**WRITTEN INSTRUCTION:** Give back the entries below word for word, from the beginning through the line containing "point(602, 199)", with both ends included and the pictures left out.

— Start of AVAILABLE RECORDS —

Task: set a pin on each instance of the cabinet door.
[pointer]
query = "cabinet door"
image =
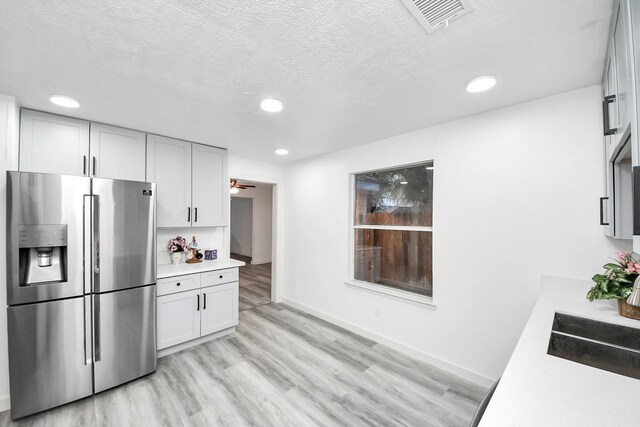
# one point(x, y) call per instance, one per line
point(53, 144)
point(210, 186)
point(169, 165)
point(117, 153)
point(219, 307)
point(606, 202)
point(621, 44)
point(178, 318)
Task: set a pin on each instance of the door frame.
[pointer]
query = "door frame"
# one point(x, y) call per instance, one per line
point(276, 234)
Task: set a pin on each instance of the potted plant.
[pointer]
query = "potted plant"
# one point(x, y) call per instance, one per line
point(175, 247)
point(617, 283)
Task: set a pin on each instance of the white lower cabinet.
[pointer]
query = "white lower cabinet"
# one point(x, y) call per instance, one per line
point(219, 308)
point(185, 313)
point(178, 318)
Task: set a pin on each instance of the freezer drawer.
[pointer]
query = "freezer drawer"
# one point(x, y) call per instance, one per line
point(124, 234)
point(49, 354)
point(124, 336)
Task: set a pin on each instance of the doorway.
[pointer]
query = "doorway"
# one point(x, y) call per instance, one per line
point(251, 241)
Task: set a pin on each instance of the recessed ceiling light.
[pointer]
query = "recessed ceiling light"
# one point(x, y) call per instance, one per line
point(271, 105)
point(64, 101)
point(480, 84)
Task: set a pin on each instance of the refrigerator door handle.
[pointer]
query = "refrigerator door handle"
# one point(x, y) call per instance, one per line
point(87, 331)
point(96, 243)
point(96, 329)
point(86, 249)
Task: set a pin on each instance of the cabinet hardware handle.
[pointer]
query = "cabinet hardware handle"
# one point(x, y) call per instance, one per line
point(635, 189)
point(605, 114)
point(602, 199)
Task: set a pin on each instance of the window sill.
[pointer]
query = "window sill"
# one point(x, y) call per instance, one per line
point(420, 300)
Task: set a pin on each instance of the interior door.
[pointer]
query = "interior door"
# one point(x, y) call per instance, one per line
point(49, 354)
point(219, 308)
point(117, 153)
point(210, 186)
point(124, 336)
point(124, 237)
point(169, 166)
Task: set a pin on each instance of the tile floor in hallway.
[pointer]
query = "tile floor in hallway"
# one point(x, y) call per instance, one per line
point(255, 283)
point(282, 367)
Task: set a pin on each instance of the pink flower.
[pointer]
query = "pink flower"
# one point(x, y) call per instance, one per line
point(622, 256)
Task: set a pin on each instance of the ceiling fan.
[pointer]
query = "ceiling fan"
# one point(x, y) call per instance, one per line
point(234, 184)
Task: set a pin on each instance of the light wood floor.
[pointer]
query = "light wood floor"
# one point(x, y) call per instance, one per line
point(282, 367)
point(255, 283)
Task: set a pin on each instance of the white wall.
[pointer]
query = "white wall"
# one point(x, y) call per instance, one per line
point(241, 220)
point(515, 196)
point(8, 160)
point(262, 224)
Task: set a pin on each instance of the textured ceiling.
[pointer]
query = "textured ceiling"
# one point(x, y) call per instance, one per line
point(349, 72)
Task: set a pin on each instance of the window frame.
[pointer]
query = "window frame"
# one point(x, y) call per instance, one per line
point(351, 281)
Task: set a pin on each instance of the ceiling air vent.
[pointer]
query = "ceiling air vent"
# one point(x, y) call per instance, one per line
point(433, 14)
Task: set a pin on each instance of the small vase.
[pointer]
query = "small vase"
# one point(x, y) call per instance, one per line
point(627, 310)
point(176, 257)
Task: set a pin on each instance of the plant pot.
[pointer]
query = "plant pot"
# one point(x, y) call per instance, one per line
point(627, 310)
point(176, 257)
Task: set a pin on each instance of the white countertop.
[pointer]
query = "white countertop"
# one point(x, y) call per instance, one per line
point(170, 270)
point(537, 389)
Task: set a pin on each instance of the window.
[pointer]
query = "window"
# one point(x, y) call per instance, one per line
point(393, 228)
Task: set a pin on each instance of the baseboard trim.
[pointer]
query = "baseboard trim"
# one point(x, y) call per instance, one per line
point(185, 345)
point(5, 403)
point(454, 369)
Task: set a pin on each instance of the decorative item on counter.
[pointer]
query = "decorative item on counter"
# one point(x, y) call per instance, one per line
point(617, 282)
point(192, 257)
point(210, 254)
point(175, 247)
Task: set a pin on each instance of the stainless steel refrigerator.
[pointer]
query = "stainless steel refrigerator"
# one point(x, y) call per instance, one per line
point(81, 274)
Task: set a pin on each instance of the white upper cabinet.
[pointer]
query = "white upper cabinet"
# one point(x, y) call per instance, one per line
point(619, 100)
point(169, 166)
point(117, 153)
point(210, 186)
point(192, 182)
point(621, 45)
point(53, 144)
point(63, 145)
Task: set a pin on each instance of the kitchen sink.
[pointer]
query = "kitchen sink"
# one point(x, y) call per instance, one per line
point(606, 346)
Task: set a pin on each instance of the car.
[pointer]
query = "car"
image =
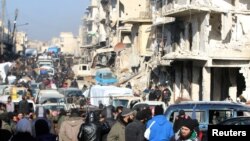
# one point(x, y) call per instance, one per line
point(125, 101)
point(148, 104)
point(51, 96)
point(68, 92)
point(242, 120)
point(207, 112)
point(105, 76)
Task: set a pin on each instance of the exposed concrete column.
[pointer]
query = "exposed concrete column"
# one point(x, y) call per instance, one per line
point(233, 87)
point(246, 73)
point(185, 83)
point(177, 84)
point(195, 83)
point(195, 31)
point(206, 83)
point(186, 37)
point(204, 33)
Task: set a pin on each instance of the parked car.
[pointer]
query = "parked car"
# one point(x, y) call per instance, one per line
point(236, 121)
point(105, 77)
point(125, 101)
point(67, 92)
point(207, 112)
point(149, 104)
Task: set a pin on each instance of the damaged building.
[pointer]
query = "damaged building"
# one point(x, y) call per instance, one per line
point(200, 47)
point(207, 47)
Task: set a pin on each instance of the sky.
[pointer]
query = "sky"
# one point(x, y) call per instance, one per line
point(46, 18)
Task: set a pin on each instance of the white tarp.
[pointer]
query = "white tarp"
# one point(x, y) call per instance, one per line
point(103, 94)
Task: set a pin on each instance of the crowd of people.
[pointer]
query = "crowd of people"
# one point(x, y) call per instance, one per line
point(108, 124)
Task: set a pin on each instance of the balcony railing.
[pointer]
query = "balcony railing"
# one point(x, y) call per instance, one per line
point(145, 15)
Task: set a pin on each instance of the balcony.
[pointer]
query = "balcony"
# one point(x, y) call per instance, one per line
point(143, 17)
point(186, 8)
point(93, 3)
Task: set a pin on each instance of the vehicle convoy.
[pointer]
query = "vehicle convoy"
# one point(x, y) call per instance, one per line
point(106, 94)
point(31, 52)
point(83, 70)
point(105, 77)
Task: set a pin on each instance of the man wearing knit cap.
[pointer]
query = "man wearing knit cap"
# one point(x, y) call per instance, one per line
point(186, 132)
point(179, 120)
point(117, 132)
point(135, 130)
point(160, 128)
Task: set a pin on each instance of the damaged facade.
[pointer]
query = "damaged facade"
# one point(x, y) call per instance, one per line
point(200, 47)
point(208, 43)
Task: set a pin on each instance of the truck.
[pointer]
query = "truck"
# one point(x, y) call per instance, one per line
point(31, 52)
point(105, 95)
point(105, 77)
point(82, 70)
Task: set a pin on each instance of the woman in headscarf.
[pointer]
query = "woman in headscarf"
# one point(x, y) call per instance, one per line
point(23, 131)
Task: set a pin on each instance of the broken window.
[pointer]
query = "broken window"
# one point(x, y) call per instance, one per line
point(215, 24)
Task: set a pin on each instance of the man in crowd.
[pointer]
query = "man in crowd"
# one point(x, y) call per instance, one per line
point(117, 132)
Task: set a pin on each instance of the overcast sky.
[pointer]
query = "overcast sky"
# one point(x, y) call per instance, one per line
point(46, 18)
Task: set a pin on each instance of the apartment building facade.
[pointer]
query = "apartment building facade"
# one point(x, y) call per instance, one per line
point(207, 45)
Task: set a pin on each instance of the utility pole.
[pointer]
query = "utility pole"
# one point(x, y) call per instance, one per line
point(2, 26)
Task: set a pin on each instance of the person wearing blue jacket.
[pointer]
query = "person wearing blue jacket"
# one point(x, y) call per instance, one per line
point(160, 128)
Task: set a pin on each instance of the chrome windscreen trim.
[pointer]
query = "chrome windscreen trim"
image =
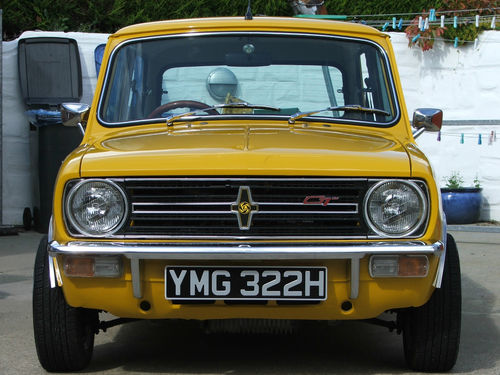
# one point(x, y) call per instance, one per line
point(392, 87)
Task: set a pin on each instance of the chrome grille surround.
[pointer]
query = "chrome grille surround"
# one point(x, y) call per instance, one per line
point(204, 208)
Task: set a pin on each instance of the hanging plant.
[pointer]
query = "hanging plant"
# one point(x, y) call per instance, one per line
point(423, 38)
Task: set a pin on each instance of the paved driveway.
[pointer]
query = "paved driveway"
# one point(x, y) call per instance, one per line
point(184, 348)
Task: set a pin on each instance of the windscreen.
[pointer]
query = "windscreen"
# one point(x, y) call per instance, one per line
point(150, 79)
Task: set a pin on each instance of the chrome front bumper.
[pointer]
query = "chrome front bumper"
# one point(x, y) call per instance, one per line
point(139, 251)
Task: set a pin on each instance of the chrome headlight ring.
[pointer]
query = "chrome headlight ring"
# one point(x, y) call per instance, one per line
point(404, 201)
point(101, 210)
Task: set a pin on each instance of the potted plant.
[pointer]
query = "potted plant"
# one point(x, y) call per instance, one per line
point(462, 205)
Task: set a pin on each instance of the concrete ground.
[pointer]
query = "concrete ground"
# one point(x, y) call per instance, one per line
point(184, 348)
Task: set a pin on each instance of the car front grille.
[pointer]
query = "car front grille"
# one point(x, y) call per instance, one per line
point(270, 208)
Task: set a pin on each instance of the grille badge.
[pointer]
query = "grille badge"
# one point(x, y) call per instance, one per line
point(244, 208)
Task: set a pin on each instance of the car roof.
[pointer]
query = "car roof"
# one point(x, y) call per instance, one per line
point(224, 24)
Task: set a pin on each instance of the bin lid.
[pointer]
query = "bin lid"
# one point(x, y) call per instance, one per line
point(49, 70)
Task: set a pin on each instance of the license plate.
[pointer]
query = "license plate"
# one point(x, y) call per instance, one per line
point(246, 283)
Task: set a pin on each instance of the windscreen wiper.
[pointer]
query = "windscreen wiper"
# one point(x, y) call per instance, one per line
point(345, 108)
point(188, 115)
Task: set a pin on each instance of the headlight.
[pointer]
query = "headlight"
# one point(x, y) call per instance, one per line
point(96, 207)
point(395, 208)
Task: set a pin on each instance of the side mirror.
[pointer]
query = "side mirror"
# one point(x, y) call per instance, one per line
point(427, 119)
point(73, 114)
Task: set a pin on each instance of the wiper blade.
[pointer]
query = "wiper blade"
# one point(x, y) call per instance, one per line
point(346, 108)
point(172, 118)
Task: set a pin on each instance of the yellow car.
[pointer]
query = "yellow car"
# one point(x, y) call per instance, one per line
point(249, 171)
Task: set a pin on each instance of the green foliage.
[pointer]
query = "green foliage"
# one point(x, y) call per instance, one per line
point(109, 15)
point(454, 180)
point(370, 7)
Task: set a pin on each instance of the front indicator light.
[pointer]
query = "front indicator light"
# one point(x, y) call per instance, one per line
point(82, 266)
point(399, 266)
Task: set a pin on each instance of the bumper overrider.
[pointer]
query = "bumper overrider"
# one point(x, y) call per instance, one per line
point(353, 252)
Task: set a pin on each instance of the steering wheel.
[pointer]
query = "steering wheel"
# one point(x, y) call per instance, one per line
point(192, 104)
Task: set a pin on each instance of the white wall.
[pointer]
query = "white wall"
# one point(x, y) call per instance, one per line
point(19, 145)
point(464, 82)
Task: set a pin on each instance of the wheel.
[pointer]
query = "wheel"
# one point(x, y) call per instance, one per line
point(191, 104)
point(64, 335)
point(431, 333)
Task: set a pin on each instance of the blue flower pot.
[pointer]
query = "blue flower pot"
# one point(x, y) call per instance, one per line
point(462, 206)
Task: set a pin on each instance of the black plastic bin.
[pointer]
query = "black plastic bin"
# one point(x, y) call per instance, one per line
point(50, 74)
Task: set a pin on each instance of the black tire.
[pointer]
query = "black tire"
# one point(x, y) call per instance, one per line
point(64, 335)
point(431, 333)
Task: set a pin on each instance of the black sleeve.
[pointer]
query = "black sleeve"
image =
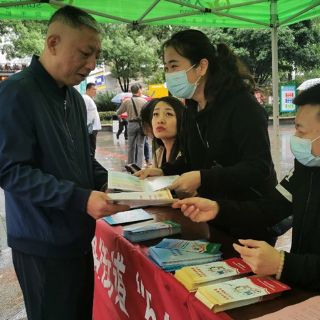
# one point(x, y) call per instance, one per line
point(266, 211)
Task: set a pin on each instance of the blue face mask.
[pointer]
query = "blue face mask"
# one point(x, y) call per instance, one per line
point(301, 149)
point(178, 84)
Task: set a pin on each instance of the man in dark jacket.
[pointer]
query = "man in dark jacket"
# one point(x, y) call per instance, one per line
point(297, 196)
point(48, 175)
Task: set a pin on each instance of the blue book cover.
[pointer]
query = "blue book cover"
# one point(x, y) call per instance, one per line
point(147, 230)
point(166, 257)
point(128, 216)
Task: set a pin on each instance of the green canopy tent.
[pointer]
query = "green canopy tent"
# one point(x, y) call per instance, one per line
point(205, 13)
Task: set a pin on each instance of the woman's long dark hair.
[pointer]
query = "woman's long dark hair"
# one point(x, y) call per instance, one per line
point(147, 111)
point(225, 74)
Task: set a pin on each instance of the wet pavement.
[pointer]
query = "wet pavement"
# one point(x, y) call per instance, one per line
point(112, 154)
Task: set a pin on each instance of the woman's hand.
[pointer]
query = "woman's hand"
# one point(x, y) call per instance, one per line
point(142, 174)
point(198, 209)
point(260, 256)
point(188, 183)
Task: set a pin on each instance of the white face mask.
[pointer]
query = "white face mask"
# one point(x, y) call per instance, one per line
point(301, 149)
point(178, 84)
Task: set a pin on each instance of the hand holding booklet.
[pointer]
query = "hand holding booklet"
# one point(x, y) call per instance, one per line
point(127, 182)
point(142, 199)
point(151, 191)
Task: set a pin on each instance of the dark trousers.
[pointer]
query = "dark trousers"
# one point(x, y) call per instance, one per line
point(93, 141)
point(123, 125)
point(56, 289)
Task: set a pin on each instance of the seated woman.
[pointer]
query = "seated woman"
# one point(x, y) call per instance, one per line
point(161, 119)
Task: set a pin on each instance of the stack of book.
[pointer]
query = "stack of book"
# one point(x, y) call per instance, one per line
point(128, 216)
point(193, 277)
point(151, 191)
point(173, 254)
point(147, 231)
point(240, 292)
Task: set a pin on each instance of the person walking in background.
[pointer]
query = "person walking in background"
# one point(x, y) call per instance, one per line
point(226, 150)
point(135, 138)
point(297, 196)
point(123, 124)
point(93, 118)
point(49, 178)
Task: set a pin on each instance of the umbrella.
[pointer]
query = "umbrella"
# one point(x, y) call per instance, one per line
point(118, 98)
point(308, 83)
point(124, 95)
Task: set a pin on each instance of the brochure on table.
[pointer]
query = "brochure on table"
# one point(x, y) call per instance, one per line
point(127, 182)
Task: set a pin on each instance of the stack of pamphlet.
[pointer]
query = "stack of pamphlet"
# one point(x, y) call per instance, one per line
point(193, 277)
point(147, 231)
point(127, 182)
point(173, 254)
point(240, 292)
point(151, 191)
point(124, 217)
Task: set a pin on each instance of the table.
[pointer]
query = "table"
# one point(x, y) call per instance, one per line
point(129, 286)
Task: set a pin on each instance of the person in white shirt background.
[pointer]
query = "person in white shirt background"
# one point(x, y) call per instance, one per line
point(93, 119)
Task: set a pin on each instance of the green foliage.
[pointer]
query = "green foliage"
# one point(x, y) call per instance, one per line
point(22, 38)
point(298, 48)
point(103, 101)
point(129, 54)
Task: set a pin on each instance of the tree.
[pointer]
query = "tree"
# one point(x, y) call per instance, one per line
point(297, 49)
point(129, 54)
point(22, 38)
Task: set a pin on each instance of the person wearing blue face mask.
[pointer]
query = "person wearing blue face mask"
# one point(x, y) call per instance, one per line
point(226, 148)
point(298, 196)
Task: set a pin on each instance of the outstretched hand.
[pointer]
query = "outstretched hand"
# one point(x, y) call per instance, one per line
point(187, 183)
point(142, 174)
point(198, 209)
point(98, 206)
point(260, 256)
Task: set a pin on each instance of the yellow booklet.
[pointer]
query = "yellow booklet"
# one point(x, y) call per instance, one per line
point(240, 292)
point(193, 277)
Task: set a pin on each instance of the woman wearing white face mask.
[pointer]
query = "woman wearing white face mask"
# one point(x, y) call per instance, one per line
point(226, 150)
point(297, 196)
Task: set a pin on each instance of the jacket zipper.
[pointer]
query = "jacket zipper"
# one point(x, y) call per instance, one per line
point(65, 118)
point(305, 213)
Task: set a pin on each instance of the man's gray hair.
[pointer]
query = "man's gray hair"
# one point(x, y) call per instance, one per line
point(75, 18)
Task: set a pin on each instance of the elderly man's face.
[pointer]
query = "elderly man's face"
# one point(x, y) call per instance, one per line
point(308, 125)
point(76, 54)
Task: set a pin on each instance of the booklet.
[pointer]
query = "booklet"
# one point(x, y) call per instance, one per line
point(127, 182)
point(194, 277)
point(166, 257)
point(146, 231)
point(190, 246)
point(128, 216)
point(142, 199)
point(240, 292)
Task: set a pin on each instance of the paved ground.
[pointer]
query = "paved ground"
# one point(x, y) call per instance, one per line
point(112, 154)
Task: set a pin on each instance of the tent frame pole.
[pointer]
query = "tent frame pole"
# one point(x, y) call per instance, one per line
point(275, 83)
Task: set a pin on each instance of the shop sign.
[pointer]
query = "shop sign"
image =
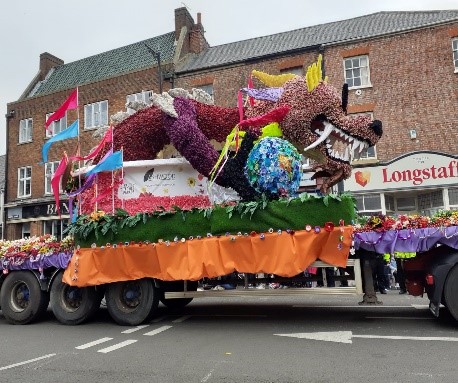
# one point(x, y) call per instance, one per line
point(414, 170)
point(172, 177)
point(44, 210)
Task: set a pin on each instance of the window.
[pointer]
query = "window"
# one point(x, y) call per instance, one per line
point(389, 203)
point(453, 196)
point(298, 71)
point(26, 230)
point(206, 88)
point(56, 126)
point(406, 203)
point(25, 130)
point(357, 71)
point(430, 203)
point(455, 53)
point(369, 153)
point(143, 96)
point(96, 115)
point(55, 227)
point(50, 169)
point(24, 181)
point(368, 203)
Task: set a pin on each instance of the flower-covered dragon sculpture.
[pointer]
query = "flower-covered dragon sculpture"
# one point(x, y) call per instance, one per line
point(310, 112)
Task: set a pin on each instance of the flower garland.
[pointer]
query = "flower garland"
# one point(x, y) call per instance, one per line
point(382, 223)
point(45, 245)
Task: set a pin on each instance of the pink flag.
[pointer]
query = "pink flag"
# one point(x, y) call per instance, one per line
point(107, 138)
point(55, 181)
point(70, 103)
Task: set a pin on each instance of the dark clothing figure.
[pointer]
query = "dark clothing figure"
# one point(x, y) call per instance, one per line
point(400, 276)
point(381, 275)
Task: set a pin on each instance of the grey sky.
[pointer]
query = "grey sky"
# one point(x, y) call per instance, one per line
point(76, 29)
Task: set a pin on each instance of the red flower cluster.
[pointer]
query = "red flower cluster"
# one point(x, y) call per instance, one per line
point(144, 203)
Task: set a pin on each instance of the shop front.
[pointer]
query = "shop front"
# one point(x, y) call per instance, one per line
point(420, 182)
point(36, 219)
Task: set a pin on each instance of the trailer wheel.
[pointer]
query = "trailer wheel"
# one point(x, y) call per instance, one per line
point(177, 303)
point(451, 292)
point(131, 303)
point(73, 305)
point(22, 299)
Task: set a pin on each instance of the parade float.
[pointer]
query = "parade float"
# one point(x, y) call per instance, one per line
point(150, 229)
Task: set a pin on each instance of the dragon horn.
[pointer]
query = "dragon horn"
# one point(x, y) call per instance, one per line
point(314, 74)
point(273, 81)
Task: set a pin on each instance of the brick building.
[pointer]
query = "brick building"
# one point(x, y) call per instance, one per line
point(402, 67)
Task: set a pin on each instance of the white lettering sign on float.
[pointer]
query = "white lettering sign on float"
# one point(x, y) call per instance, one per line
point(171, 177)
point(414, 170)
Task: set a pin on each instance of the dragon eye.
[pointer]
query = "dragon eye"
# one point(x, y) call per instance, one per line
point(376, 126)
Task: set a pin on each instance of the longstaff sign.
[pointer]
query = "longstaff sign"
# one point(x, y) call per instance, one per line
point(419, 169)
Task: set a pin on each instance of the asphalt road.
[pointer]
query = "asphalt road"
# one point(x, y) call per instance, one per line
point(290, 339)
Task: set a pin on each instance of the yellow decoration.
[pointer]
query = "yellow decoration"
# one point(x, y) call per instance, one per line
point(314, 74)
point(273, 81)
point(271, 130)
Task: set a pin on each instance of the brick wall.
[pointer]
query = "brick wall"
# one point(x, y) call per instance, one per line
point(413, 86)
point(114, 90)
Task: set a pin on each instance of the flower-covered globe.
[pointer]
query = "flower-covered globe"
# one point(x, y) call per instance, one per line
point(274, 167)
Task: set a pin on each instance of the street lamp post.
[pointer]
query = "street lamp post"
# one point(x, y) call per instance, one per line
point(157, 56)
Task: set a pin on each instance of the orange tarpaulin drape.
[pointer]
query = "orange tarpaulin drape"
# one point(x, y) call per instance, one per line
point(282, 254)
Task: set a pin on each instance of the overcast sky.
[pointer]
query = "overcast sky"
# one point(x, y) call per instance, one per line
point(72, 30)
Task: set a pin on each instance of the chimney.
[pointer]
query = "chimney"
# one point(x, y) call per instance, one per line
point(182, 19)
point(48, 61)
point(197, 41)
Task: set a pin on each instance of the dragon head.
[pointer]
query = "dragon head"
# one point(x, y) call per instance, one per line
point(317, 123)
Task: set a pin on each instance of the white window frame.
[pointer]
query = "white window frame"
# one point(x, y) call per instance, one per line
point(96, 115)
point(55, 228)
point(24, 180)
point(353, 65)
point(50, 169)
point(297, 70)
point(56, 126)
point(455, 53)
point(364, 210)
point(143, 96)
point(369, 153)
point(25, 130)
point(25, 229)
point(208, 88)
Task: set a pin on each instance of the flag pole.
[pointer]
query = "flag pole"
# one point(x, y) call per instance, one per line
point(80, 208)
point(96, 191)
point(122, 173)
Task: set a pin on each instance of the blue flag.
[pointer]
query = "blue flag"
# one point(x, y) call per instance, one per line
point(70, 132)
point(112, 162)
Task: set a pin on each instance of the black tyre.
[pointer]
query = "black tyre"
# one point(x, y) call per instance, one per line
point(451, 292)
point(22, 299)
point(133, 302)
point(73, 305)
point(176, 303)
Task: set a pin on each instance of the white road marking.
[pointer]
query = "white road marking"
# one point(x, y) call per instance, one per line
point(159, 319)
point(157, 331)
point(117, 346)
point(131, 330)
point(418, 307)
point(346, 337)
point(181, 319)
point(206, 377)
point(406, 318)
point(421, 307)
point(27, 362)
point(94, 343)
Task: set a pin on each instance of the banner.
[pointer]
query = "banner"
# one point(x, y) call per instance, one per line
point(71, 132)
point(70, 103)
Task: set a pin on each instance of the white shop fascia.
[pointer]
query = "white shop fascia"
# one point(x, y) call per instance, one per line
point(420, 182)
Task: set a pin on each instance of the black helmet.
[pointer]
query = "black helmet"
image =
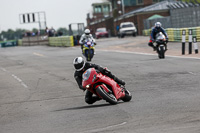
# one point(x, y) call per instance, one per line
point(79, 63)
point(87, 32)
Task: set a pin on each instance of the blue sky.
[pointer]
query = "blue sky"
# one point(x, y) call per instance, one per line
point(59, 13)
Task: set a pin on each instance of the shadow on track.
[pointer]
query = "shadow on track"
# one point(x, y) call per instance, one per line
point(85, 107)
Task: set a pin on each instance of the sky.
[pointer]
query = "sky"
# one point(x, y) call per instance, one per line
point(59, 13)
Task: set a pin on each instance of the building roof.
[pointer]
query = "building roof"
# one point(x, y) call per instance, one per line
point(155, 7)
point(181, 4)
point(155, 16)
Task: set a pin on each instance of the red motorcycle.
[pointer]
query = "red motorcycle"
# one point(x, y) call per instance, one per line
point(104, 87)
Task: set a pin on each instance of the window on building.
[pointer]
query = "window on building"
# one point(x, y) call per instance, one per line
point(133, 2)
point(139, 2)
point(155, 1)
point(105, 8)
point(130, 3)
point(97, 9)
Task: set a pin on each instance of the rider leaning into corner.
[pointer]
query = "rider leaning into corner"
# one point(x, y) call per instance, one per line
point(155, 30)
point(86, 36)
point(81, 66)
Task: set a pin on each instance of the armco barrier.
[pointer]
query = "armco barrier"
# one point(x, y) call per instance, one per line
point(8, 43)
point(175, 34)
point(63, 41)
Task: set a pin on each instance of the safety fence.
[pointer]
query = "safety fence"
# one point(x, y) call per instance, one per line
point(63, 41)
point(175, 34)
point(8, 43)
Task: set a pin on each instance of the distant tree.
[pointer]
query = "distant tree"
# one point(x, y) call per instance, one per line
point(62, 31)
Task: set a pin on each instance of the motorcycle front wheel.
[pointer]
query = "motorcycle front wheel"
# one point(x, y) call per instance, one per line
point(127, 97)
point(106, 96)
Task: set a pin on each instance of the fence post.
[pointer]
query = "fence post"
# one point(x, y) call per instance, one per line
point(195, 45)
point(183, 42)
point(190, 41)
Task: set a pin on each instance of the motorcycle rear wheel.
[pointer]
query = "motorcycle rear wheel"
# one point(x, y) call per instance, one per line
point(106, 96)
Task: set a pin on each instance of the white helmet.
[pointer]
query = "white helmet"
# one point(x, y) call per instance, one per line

— End of AVAILABLE RECORDS —

**EXERCISE SOLUTION:**
Task: set a pin on each instance of the cabinet door.
[pointer]
query = "cabinet door"
image =
# one point(x, y) call per instance, one per line
point(53, 144)
point(210, 186)
point(169, 165)
point(117, 153)
point(219, 307)
point(606, 202)
point(621, 44)
point(178, 318)
Task: set a pin on each instance of the door frame.
[pointer]
query = "door frame"
# one point(x, y) call per instance, one per line
point(276, 234)
Task: set a pin on each instance of the potted plant.
[pointer]
query = "potted plant"
# one point(x, y) call per instance, one per line
point(175, 247)
point(617, 283)
Task: set a pin on each instance of the white lower cabinet.
[pointer]
query = "white lower cabinet"
# one point(x, y) call per instance, one per line
point(219, 308)
point(185, 313)
point(178, 318)
Task: set a pin on each instance of the freezer drawer.
[pointer]
query = "freezer drawer"
# one point(x, y) call per instance, one per line
point(124, 234)
point(49, 354)
point(124, 336)
Task: set a pin on each instance of the doorway.
[pointer]
query = "doorway"
# one point(x, y) call per instance, one per line
point(251, 241)
Task: set a pin on each instance of the recessed ceiling light.
[pointer]
query = "recessed ceiling light"
# one point(x, y) call per instance, one per line
point(271, 105)
point(64, 101)
point(480, 84)
Task: set a pin on each instance of the refrigerator door handle.
[pointer]
query = "refrigerator door handle"
# one point(x, y) call per instance, one per line
point(87, 331)
point(96, 243)
point(96, 329)
point(86, 249)
Task: set a pin on each instance of the cabinet hardware handle.
[pointer]
query = "cabinet hardware handle"
# one point(x, y) call per instance, one per line
point(635, 189)
point(605, 114)
point(602, 199)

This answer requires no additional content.